▶ [과제 1] DQN에 관한 본문 발췌를 처음부터 끝까지 한 글자도 바꾸지 말고 다시 옮겨 적으세요.

▶ [본문 발췌]

( 참고 : Fastcampus 강의 )

[ 33.(paper 1) DQN (Deep Q-Network) ]

Problems of RL
Non-stationary Target
Idea of DQN
DQN (Deep Q-Network)
1. Replay Memory
2. Fixed Q-target
3. 기타
DQN Summary

간단 요약

Sensory Data (이미지 데이터)를 통해 곧바로 정책을 학습 ( CNN 사용 )
심층신경망을 사용
각종 RL이 가지던 기존의 문제점들을 해결 ( 아래 참조 )
[Key word] Experinece Replay, Target Network

1. Problems of RL

(1) sparse reward

(일반적) DL : labeled training dataset을 통해 학습
RL : 오로지 reward를 통해서만 학습되고, 심지어 reward도 sparse!

(2) iid assumption 불가

현재 state & 다음 state간의 correlation이 크다

(3) Non-stationary Target

예측하려는 대상 자체가 fixed 되어있지 않다

2. Non-stationary Target

우리의 타겟값(\(y\)) 조차 fixed된 값이 아니다!

최적의 action-value function을 근사하기 위한 loss function(MSE)를 적으면 아래와 같다.

\(L_{i}\left(\theta_{i}\right)=\mathbb{E}_{s, a, r, s^{\prime}}\left[\left(r+\gamma \max _{a^{\prime}} Q\left(s^{\prime}, a^{\prime} ; \theta_{i}\right)-Q\left(s, a ; \theta_{i}\right)\right)^{2}\right]\).

즉, 근사하고자 하는 대상을 다시 적자면 아래와 같다.

\(y_{i}=r+\gamma \max _{a^{\prime}} Q\left(s^{\prime}, a^{\prime} ; \theta_{i}\right)\).

위 식에서 알 수 있다시피, \(Q\left(s, a ; \theta_{i}\right)\) 가 \(Q\) 함수에 dependent하므로, \(Q\) 함수가 update됨에 따라 target 값 또한 계속 변화하는 상황이다.

▶ [과제 2] 아래 목록에서 "Q: Find one point on every instance of the building"이 들어 있는 줄부터 목록 끝까지, 양 끝을 포함한 모든 줄을 빠짐없이 다시 쓰되, 정답 좌표의 숫자마다 2.6을 곱해 정수로 반올림(0.5는 올림)하세요. 이 구간만 출력하세요.

▶ [기록 목록]

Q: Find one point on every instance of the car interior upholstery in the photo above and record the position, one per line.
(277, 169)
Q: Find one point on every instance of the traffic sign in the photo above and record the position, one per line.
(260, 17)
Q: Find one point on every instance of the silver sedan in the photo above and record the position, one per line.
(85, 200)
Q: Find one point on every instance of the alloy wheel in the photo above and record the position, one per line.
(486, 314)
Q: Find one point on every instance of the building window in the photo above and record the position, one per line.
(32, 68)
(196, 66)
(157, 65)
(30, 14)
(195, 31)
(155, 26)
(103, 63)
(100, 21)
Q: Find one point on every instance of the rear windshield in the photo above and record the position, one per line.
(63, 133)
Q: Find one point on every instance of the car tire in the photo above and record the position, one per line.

▶ [정답 출력 1]
( 참고 : Fastcampus 강의 )

[ 33.(paper 1) DQN (Deep Q-Network) ]

Problems of RL
Non-stationary Target
Idea of DQN
DQN (Deep Q-Network)
1. Replay Memory
2. Fixed Q-target
3. 기타
DQN Summary

간단 요약

Sensory Data (이미지 데이터)를 통해 곧바로 정책을 학습 ( CNN 사용 )
심층신경망을 사용
각종 RL이 가지던 기존의 문제점들을 해결 ( 아래 참조 )
[Key word] Experinece Replay, Target Network

1. Problems of RL

(1) sparse reward

(일반적) DL : labeled training dataset을 통해 학습
RL : 오로지 reward를 통해서만 학습되고, 심지어 reward도 sparse!

(2) iid assumption 불가

현재 state & 다음 state간의 correlation이 크다

(3) Non-stationary Target

예측하려는 대상 자체가 fixed 되어있지 않다

2. Non-stationary Target

우리의 타겟값(\(y\)) 조차 fixed된 값이 아니다!

최적의 action-value function을 근사하기 위한 loss function(MSE)를 적으면 아래와 같다.

\(L_{i}\left(\theta_{i}\right)=\mathbb{E}_{s, a, r, s^{\prime}}\left[\left(r+\gamma \max _{a^{\prime}} Q\left(s^{\prime}, a^{\prime} ; \theta_{i}\right)-Q\left(s, a ; \theta_{i}\right)\right)^{2}\right]\).

즉, 근사하고자 하는 대상을 다시 적자면 아래와 같다.

\(y_{i}=r+\gamma \max _{a^{\prime}} Q\left(s^{\prime}, a^{\prime} ; \theta_{i}\right)\).

위 식에서 알 수 있다시피, \(Q\left(s, a ; \theta_{i}\right)\) 가 \(Q\) 함수에 dependent하므로, \(Q\) 함수가 update됨에 따라 target 값 또한 계속 변화하는 상황이다.

▶ [정답 출력 2]
Q: Find one point on every instance of the building window in the photo above and record the position, one per line.
(83, 177)
(510, 172)
(408, 169)
(78, 36)
(507, 81)
(403, 68)
(268, 164)
(260, 55)
Q: Find one point on every instance of the rear windshield in the photo above and record the position, one per line.
(164, 346)
Q: Find one point on every instance of the car tire in the photo above and record the position, one per line.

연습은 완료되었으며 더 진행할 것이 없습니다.